- CONSEGNA: Prosegui il testo sulla visita a Casa Dal Dan, riprendendolo subito dopo la sua ultima frase.

- TESTO CITATO:
Entrare nella abitazione del Lascito Dal Dan è, davvero, come fare un tuffo nel passato. Ci sentiamo di affermare che qui, non altrove, si sente di attraversare a gjàmbar il muro degli anni e di tornare a un bel po’ di decadi fa.
Qui e non altrove, dicevamo, rapportando la nostra attuale sensazione così forte e intensa alle altre da noi vissute ogniqualvolta entravamo in una vecchia dimora del nostro amato Friuli Venezia Giulia. Solitamente, infatti, la casa padronale, la villa del conte o la tenuta di Tal dei Tali si offrono al visitatore sotto forma di casa – museo, di bed and breakfast, di villa per matrimoni ed eventi importanti o, data la radicata tradizione vitivinicola, come sede di prestigiose aziende del settore. In tutti questi casi la struttura in questione ha, giocoforza, subito ristrutturazioni, ritocchi, rimaneggiamenti, ammodernamenti, se non altro per adeguarla all’uso cultural – produttivo cui viene adibita.
Nel caso di Casa Dal Dan tutto questo non è (ancora) accaduto in maniera particolarmente appariscente. Avverranno, sperìn, opere di risanamento conservativo e di adattamento della struttura alla sua nuova vita, in base agli scopi cui essa è stata destinata; per ora è ancora possibile respirare appieno quell’aria antica, chel timp antìc scandito da un orologio, anzi, da una vecchia pendola che si è inclaudada e non ne vuol proprio sapere di rimettersi in moto.
Attraverserete la soglia e, vi assicuriamo, un fremito vi correrà sulla pelle: verrete catapultati all’indietro grazie ad una sinergia di odori, colori, giochi di luci e ombre che vi avvilupperanno come una cuviarta di lana della nonna, un po’ ruvida ma così vera nella sua fibra e così calda, specie dopo un po’ che l’avrete indosso.
Primo passo, tre scalini, forse, poi l’ingresso. In fondo a sinistra la vecchia scala che sta cercando con paziente dedizione di scrollarsi di dosso la vernice a smalto marroncino – gianduia; non vede l’ora di far vedere che è ancora giovane, che sotto la pittura del tempo le sue carni di legno sono ancora bianche, profumano (profumano, credeteci!) ancora di fibra vergine, quasi fossero ramo o tronco appena tagliato.
Non saliamo ancora ma alziamo istintivamente gli occhi e un piccolo vezzo dei paròns appare in alto, sul soffitto dell’ultimo piano visibile: una figura di bimbo, un puttino o simile, affrescato e tinto di tenui colori. Sembra uno squarcio di cielo primaverile, tutto quell’azzurrino porta un refolo di ottimismo anche al più cupo degli sguardi.
Aspettiamo, però, saliremo tra un po’. C’è tutto il piano terra da visitare, magari in fretta, ma non lasciamoci sfuggire l’occasione.

- RECORD ESTRATTI:
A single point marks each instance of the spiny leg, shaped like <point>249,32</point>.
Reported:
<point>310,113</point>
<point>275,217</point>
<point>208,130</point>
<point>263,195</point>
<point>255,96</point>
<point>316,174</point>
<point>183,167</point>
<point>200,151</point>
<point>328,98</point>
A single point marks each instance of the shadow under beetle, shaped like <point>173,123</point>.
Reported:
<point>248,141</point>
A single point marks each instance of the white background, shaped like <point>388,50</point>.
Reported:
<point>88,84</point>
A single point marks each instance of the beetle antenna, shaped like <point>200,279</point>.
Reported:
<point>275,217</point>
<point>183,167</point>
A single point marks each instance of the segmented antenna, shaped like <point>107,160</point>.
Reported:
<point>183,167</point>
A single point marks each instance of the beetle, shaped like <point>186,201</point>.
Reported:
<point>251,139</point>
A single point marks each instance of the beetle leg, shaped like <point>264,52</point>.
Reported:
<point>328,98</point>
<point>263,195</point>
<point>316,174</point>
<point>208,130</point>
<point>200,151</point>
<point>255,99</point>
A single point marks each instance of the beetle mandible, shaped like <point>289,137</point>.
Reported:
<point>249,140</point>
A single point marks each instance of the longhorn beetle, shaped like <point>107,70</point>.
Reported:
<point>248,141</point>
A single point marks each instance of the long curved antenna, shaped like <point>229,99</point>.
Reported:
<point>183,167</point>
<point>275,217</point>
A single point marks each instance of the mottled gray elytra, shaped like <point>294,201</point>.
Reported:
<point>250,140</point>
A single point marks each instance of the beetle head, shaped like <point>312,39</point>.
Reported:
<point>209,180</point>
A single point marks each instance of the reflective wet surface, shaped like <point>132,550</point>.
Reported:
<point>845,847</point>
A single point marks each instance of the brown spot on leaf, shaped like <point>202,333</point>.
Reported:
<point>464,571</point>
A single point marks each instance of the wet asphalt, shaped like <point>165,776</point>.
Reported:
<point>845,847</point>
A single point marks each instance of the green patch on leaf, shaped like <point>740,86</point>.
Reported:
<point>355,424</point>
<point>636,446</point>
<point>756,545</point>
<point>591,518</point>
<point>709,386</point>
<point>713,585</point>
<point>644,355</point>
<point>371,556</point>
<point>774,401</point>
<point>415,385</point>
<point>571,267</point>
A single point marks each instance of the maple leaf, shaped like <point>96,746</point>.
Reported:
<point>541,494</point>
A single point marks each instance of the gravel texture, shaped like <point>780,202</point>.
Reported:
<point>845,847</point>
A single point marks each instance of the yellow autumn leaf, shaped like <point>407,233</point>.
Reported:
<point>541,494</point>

- RISULTATO:
…e ci conosciamo, oramai! Sappiamo che sarà la cusìna a trattenerci a lungo, con tutto l’incommensurabile fascino che essa emana, nel segno più autentico del fogolâr furlan. C’è dut ce c’al coventa, in quella bella cucina: mobilio semplice, scarno, essenziale; la luce delle finestre che raccontano chi passa per strada e quale sarà il prossimo a chiedere ospitalità o a portare il proprio racconto; c’è lui, il fogolâr, con quella immensa cappa che sembra l’ingresso verso il Paese delle Meraviglie di Alice, dove la caduta qui diventa ascesa e le Meraviglie non sono fantasie o simboli di una prossima vita adulta bensì vite passate che, come tali, vanno raccolte e ascoltate da noi che siamo solo anellini susseguenti…
Intorno al fogolâr ci si sedeva, ci si disponeva a tôr a tôr, quasi come se si fosse intorno ad un altare o, comunque, ad un elemento sacro; dal fuoco nascevano storie, si discorreva di problemi, fatiche, magagne; si pregava, si piangeva, si barufàva, insomma, si viveva insieme.
Mentre guardiamo le panche che circondano la grande stufa e ci facciamo risucchiare dalla gran cappa ci chiediamo quale sia il luogo fisico dove ora facciamo quel che si faceva lì, allora. In auto, dice qualcuno. Su facebook, aggiunge un altro. Di bessoi, pensiamo in tanti. Fasìn di bessoi stavolta non ci riempie granchè d’orgoglio…anzi, ci dà una strenzuda al cuore.
Proseguiamo con la visita solo dopo che le nostre nari si son ben riempite di quell’odore misto di ramàtic e di stìç che intride da chissà quanto muri e oggetti. Sorridiamo pensando che oggi il “vuoto sanitario” del nostro benessere edilizio ci preserva almeno dall’umidità – se non dalla solitudine e dalla non rara incomunicabilità – e lo fa…per legge!
Attraversiamo la zona giorno incontrando stanze quadrate in sequenza, una dopo l’altra, denominabili come “salotto”, soggiorno” o simili. Troviamo arredi ben conservati, di un certo interesse ma non di gran lusso, comunque estremamente gradevoli e soprattutto utili a comporre la forma di questa ordinata e decorosa abitazione. La tappezzeria a righe che ricopre qualche sedia o poltroncina ben si accompagna con specchi un po’ tremuli e creativi, proprio come lo erano quelli dei nostri vecchi che vi si riflettevano ricevendo di rimando immagini approssimative, non nitide né precise, del loro apparire. Belli, belli anche per questo.
Qualche nefasta macchia di umido si arrampica salendo dal pavimento; seguendola ci accorgiamo con un po’ di ritardo cosa non ci tornava in quella sorta di inventario mentale che stavamo compilando. I tendaggi! Mancano le tende: niente abiti a coprire i semplici infissi di tinta chiara che, così, ancor di più fanno entrare abbondanza di luce come a voler far vivere a lungo ogni centimetro di questa casa.
Saliamo, con il permesso del custode.
Le scale rumoreggiano e borbottano perché sono ormai diventate un po’ scontrose e abituate a quiete e silenzi compatti.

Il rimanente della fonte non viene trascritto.